» **RECORDED INFORMATION**
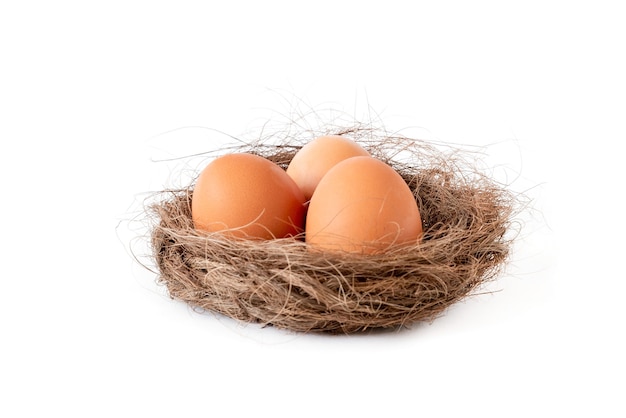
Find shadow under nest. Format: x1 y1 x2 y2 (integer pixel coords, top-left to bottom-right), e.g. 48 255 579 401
150 137 515 333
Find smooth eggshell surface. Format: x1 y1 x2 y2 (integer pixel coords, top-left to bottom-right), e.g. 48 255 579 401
287 135 370 200
306 157 422 254
191 153 306 239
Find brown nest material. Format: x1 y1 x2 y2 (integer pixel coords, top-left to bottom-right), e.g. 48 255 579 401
151 132 515 333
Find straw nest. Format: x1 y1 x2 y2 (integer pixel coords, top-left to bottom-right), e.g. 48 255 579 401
150 131 515 333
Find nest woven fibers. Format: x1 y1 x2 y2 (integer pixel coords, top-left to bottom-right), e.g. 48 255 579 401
149 130 516 333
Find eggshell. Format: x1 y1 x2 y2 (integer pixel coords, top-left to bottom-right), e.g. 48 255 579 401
306 157 422 254
191 153 306 239
287 135 370 200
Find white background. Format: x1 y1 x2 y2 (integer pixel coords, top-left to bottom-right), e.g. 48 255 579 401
0 1 626 417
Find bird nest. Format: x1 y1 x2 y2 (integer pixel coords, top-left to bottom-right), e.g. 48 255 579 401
149 132 515 333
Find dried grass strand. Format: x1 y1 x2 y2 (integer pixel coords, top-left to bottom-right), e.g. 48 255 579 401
149 131 515 333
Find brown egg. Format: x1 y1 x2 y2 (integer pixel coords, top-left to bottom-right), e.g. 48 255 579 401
306 157 422 254
191 153 306 239
287 135 370 200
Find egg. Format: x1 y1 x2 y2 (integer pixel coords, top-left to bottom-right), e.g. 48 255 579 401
305 156 422 254
287 135 370 200
191 153 306 239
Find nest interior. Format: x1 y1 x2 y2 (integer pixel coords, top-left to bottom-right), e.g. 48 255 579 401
150 137 514 333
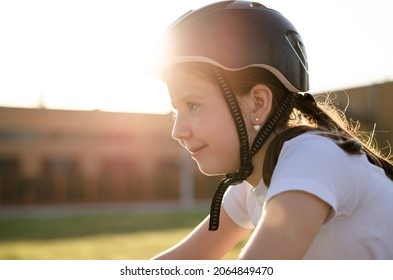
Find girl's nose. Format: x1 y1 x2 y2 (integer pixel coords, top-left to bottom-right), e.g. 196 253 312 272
172 115 191 141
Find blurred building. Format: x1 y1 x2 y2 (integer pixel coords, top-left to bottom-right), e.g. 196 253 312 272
0 108 218 205
0 82 393 205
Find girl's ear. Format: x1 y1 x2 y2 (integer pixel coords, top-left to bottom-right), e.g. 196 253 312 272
250 84 273 125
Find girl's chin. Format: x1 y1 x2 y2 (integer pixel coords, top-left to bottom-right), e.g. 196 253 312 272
197 162 236 176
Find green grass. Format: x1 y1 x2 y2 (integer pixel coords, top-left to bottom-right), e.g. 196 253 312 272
0 212 244 260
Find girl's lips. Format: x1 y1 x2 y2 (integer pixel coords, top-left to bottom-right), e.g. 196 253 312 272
188 145 206 156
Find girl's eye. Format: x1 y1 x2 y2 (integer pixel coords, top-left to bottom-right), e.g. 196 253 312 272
187 102 199 111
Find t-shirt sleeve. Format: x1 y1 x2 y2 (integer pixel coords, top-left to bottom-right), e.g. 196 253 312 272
222 182 254 229
266 135 351 222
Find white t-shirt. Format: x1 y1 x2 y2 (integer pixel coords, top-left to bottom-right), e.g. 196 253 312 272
223 133 393 259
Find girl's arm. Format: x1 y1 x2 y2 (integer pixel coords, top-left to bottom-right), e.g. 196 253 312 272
153 208 250 260
239 191 330 259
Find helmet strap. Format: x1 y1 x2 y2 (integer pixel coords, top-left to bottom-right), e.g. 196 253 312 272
209 66 253 231
209 66 295 231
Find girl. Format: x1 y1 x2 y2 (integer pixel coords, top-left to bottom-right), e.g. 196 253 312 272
154 1 393 259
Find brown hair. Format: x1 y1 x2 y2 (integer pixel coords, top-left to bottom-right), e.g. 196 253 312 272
227 67 393 186
163 63 393 186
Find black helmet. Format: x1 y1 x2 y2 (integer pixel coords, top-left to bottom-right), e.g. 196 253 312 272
163 1 309 92
160 1 309 230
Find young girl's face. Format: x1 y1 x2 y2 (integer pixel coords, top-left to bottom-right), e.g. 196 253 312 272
167 68 240 175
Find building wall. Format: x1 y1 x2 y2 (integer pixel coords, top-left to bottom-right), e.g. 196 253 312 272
0 108 218 205
0 82 393 205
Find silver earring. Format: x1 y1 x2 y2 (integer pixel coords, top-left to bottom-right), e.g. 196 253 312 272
253 118 261 132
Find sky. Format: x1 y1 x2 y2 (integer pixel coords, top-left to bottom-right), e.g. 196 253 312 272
0 0 393 113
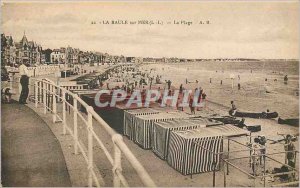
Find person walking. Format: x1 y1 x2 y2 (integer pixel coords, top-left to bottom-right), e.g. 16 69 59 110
19 63 29 104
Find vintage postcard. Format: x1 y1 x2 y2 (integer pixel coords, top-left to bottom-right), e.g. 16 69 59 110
1 0 300 187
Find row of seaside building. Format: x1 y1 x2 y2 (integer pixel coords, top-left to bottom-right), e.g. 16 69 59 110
1 32 262 66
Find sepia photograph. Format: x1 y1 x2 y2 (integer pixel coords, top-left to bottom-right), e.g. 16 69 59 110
0 0 300 187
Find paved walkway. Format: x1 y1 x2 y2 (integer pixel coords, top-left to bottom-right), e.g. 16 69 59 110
1 102 71 187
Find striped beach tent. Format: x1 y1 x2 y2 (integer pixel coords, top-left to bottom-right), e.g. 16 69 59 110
151 118 223 159
167 124 250 175
133 111 192 149
167 128 223 175
123 108 160 140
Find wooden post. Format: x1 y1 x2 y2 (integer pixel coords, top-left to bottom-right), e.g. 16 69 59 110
213 161 216 187
226 138 230 175
87 106 93 187
73 95 78 155
112 134 122 187
223 160 228 187
263 154 266 187
34 81 39 108
43 82 47 114
52 86 57 123
62 90 67 135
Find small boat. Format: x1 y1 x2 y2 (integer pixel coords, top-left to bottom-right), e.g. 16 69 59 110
229 110 278 119
278 118 299 127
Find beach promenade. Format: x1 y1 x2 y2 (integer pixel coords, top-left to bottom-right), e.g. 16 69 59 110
1 101 71 187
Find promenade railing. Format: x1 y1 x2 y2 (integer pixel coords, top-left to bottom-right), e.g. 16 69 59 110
29 79 156 187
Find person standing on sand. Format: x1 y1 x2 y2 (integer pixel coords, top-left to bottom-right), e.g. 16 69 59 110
189 96 195 114
283 75 289 84
250 138 259 176
284 134 295 168
167 80 172 90
179 84 183 93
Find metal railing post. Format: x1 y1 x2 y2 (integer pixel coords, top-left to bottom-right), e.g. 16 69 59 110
87 106 93 187
73 94 78 155
38 81 42 103
42 81 47 114
112 134 123 187
62 89 67 135
223 160 227 187
52 86 57 123
34 81 39 108
9 73 14 91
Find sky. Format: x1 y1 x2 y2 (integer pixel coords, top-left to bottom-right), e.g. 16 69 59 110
1 1 299 59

» **EXERCISE REQUIREMENTS**
Report every line above that contains the word "railing", copying each such line in full.

» **OUTPUT FOR THIS TASK**
Find promenade railing. Format: x1 y1 x2 y2 (integer pixel coords, top-left to bottom-right), e.g. 16 69 59 110
Find metal railing post. Format: x1 y1 x2 y2 (integer pixel coords, top-left to bottom-right), e.g. 16 69 59 110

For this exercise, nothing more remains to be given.